*** The data Section Begins ***

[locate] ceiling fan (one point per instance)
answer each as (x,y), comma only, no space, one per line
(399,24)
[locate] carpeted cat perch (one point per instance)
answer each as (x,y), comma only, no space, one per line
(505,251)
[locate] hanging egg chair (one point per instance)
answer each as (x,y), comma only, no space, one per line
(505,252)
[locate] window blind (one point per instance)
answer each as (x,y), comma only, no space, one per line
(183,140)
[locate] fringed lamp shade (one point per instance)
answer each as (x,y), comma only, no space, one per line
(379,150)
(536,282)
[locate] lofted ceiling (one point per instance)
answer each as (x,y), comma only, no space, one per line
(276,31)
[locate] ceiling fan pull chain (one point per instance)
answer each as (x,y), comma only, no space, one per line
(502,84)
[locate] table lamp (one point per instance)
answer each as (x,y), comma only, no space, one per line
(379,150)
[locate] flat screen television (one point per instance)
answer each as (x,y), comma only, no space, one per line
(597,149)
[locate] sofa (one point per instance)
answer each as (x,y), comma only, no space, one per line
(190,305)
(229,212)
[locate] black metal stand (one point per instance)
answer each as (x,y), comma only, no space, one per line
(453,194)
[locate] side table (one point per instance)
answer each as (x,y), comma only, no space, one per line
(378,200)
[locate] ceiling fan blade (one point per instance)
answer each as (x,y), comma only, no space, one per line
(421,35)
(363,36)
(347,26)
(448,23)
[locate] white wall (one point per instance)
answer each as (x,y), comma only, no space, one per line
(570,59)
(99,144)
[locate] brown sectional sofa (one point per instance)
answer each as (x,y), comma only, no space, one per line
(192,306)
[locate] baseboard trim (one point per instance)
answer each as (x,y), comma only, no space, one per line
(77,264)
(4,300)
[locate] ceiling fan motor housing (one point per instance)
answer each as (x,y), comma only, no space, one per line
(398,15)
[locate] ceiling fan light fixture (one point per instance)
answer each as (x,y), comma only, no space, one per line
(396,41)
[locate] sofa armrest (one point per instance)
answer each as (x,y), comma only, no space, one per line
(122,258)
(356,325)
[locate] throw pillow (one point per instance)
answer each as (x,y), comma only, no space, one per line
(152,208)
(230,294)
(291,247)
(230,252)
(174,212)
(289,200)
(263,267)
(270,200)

*** The data Section Ends ***
*** The data Section Begins ***

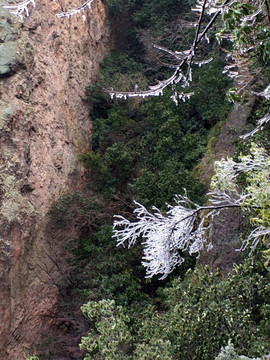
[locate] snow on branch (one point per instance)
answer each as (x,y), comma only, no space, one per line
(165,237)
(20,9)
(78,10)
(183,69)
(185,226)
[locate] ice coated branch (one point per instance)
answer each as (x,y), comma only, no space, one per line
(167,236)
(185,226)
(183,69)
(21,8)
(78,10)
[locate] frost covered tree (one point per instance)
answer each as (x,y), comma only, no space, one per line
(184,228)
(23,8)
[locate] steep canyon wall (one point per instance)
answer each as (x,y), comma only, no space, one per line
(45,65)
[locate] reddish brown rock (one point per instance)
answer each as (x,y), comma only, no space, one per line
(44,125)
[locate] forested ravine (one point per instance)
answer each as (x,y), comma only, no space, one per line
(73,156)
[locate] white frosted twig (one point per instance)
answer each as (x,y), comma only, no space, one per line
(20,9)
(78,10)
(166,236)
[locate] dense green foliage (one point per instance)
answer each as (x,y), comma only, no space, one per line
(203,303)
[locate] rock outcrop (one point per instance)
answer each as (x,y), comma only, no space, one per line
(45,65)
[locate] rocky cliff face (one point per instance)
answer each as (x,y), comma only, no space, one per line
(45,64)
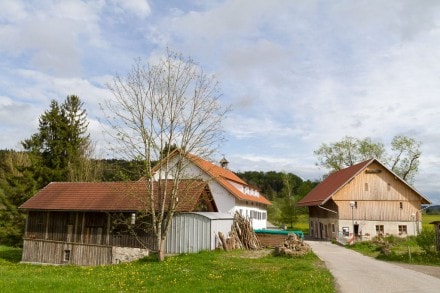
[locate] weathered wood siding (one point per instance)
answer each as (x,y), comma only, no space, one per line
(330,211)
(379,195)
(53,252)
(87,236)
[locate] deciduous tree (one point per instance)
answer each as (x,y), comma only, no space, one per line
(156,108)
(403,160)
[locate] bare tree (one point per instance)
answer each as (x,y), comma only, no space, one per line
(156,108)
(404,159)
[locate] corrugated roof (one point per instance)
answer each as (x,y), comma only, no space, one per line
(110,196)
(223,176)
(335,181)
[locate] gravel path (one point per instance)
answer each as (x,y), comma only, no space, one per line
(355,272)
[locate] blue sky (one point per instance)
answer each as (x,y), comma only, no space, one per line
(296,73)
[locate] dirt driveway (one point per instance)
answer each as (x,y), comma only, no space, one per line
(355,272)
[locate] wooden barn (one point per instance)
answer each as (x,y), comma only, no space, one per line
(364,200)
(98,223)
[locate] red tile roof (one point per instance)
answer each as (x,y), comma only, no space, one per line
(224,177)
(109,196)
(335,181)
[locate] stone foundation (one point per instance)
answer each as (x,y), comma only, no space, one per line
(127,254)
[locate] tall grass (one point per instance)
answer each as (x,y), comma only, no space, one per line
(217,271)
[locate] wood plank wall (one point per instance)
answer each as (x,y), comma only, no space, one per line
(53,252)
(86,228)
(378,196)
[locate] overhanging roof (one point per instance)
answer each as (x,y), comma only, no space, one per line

*** The data Section Ends ***

Output exactly the lines above, from the line with "[locate] forested ravine" to the line with "[locate] bare tree (one point per instance)", both included; skip the pictures.

[locate] forested ravine (one point per instance)
answer each as (x,y), comma only, no space, one per line
(73,156)
[locate] white frosted twig (one point per instance)
answer each as (x,y), comma only, no space, one per line
(20,9)
(78,10)
(166,236)
[locate] dense green foliage (one point per instance)
answer each as (x,y), comma only, no space, one per line
(203,303)
[locate] rock outcrop (one point per instance)
answer each as (x,y), comma only, no space, one per line
(45,65)
[locate] rocky cliff face (one point per instance)
answer each as (x,y), comma only, no space, one per line
(45,64)
[locate] weathered wood siding (one point per instance)
answer each as (x,y), comma only, no space, one per line
(330,211)
(379,195)
(53,252)
(87,236)
[locate] deciduous tree (one point per instance)
answer each as (x,y), comma only, no space, one per line
(156,108)
(403,160)
[locate] bare tree (one point per instance)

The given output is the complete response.